## Required work
Print the listing in its entirety and exactly, leaving out images.
* START The data *
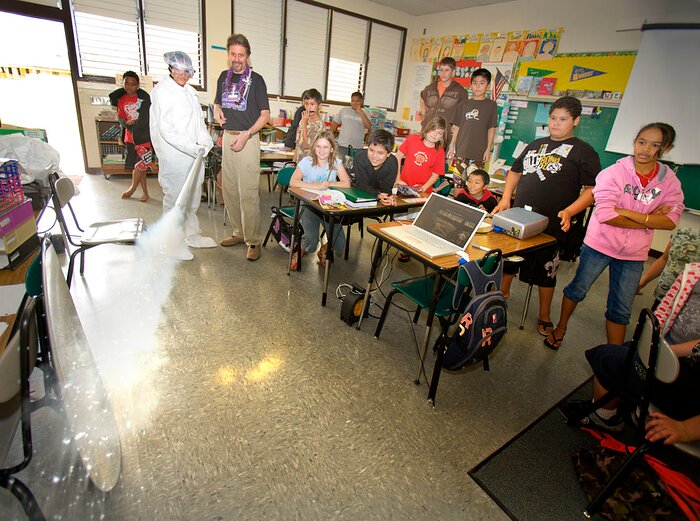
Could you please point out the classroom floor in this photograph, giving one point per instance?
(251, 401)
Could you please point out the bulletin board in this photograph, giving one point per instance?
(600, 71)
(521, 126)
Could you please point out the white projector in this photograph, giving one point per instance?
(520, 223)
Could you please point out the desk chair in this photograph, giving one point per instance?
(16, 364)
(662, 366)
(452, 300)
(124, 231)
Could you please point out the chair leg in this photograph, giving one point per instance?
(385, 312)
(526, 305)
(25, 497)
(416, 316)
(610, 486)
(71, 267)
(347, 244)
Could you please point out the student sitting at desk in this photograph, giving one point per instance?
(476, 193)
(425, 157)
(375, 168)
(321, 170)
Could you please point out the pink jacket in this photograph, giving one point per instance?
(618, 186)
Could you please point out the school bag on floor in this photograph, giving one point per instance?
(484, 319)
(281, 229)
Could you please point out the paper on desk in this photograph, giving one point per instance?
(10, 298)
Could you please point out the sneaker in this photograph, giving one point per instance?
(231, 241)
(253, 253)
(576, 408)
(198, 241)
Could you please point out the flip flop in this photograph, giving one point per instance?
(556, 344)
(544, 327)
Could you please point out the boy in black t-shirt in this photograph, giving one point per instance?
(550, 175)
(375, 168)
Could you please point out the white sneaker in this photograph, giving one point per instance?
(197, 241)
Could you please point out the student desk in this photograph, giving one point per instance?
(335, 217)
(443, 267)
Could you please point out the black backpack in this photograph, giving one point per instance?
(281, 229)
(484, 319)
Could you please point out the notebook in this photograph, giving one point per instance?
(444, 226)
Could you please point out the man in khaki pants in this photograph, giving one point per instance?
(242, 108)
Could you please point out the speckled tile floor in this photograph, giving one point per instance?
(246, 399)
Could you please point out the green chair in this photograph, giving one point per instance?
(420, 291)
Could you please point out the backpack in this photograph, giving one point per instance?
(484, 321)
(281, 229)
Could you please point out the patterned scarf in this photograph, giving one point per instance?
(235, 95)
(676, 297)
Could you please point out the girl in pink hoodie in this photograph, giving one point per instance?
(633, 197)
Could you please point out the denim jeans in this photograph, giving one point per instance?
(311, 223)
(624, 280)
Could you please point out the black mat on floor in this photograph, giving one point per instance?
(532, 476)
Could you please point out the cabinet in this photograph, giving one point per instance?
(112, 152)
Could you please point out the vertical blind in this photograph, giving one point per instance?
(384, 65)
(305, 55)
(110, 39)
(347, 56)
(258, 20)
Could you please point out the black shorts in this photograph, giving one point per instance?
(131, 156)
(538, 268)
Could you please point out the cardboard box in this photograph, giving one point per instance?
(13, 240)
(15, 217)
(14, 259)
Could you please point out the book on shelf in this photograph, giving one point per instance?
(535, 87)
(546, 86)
* END The data *
## Result of this task
Could you please point out the classroom floor in this photograph, giving one point per instance?
(251, 401)
Could you please point out the bulletin board in this photograph, giving one point per instance?
(600, 71)
(521, 126)
Could you please point out the white projector in this photograph, giving one point per instance?
(520, 223)
Could you please point out the desk chair in this photograph, giving one point per instance?
(16, 364)
(662, 366)
(452, 300)
(124, 231)
Could you please point out the chair leg in this photograph, giving one point per instance?
(385, 312)
(526, 305)
(25, 497)
(416, 316)
(610, 486)
(71, 267)
(347, 244)
Could you please point out the student sitting at desk in this photograph, giving one point per instance?
(476, 193)
(425, 157)
(375, 168)
(321, 170)
Could you please point out the pink jacket in this photograph, giving one point per instance?
(618, 186)
Could you please point out the school bag on floor in this photograph, giving one point per instance?
(484, 319)
(281, 229)
Could you please point out the paper on desk in this photograph, giving one point per instance?
(10, 298)
Could you please point out the sneaker in this photograph, giving one point per instance?
(231, 241)
(253, 253)
(576, 408)
(198, 241)
Could you please point out the flip flop in this photograph, giving one point per instance?
(556, 344)
(544, 327)
Could you please point out the boy in black t-shirt in this photograph, giving one point per instance?
(550, 175)
(375, 168)
Could you please point out the white sneaker in this photograph, giving one point per instance?
(197, 241)
Could you please point out the student desk in this photograph, giving one point per instance?
(335, 217)
(443, 267)
Could you please point out the black backpack in this photograph, giving one point per instance?
(281, 229)
(484, 319)
Could you please point out the notebook in this photograph, giving one point per instance?
(444, 226)
Could you please point out the man in khaki pants in this photograph, giving one point per instance?
(242, 108)
Could you please point out the speckled tile floor in this photograph, giving one point per instance?
(246, 399)
Could you please point out the green chair in this photograph, giving one point per instance?
(420, 291)
Could you please point out the backpack in this photograph, giving one point per instance?
(484, 321)
(281, 229)
Could you please point out the patterned scarf in this photograph, giving one point per instance?
(235, 95)
(676, 297)
Could you please point out the girl in pink hoodie in this photograph, giving one point per instance?
(633, 197)
Could you please point out the denim jeans in this photograph, giving one point per instance?
(311, 223)
(624, 280)
Could you please point out the black mat on floor in this photograph, giving one point per instance?
(532, 476)
Could you please point out the cabinet in this photograph, giving one point per instance?
(112, 152)
Could you please point out the vertical blind in this photograph, giving one point per instance?
(384, 65)
(305, 55)
(110, 39)
(347, 56)
(258, 20)
Could you please point out the black shorts in this photograph, giving one point per instance?
(131, 156)
(538, 268)
Could you please point out the cardboard box in this photograph, giving one point per instance?
(13, 240)
(15, 217)
(14, 259)
Could you please point out the book on shelf in this photograph, giving one point per instance?
(535, 87)
(546, 86)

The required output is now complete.